▶ WHAT THE TASK REQUIRES:
Restate the listing exactly.

■ ■ ■ ■ ■

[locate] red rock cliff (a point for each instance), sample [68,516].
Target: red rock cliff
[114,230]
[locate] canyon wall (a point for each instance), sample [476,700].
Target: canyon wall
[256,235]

■ ■ ■ ■ ■

▶ YOUR RESPONSE:
[locate] red rock cliff (a point for each instance), sample [68,516].
Target: red rock cliff
[114,230]
[locate] canyon wall (a point for each instance), sample [476,700].
Target: canyon wall
[256,235]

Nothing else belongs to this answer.